• MATERIALS PROVIDED

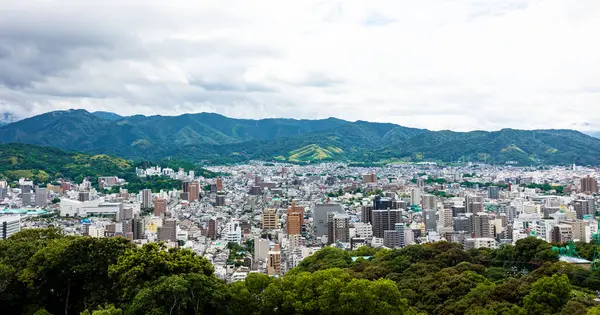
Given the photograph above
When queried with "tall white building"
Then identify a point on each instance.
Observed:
(146, 198)
(9, 225)
(233, 232)
(415, 196)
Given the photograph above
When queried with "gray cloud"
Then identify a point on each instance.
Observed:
(467, 64)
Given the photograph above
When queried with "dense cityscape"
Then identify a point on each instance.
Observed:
(266, 218)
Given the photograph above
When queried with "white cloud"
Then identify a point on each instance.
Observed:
(461, 65)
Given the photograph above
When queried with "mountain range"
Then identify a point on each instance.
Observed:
(218, 139)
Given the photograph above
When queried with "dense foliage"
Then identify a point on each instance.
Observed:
(45, 272)
(218, 139)
(45, 164)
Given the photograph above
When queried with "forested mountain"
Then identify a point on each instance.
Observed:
(45, 272)
(45, 164)
(218, 139)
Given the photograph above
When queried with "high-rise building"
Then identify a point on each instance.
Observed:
(494, 192)
(320, 217)
(219, 200)
(366, 213)
(41, 197)
(270, 220)
(84, 196)
(391, 239)
(383, 203)
(9, 225)
(589, 185)
(27, 198)
(445, 217)
(146, 198)
(219, 184)
(429, 216)
(562, 233)
(138, 227)
(401, 229)
(429, 202)
(584, 207)
(167, 232)
(274, 261)
(160, 207)
(415, 196)
(338, 227)
(480, 225)
(295, 219)
(194, 192)
(212, 229)
(461, 223)
(384, 220)
(470, 200)
(370, 178)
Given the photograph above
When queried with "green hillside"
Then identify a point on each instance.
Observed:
(45, 164)
(218, 139)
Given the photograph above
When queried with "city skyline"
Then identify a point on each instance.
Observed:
(465, 65)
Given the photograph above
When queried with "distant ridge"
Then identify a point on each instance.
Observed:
(219, 139)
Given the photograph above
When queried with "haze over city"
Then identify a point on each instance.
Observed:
(459, 65)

• ASSIGNMENT
In your copy, include no pictures; print every line above exactly.

• RESPONSE AREA
Given the photograph above
When queried with "tall white building"
Then identify a point on each instance.
Observed:
(146, 198)
(9, 225)
(233, 232)
(415, 196)
Given the photograph above
When queried with "gray cloud"
Then identify a point on each instance.
Observed:
(467, 64)
Given the photograph above
When queried with "dense cityscape"
Then identify a point on each instance.
Observed:
(266, 218)
Given the photograph above
When queried with "white cloud"
Then identify a point on each instance.
Observed:
(461, 65)
Given the photograph above
When queried with "mountain range"
Then identify a point on each instance.
Observed:
(218, 139)
Given the photograph above
When queried with "dense foliage"
Then identify a point on each instance.
Observed:
(45, 272)
(218, 139)
(45, 164)
Given the photograph above
When queried with "forested mountain"
Then identify a point on each instance.
Observed:
(45, 272)
(45, 164)
(218, 139)
Given the photograph above
When queried with "high-rise building"
Then identify a point on each instance.
Observed:
(494, 192)
(320, 217)
(219, 200)
(366, 213)
(41, 197)
(270, 220)
(84, 196)
(391, 239)
(383, 203)
(9, 225)
(589, 185)
(27, 198)
(445, 217)
(146, 198)
(219, 184)
(429, 216)
(562, 233)
(138, 227)
(401, 229)
(429, 202)
(584, 207)
(167, 232)
(274, 261)
(160, 207)
(415, 196)
(338, 227)
(480, 225)
(295, 219)
(194, 192)
(212, 229)
(461, 223)
(384, 220)
(470, 200)
(370, 178)
Given the photograph above
When queried with "green hillside"
Then identify a point on each instance.
Observed:
(45, 164)
(218, 139)
Given the photograph above
When queried with "city skyline"
Then identify a point on each instance.
Observed:
(465, 65)
Given the photograph above
When queried with "distant ridge"
Then identify a point on each instance.
Observed:
(219, 139)
Given the photograph above
When queried with "haze over city"
Then identify a point on each instance.
Observed:
(459, 65)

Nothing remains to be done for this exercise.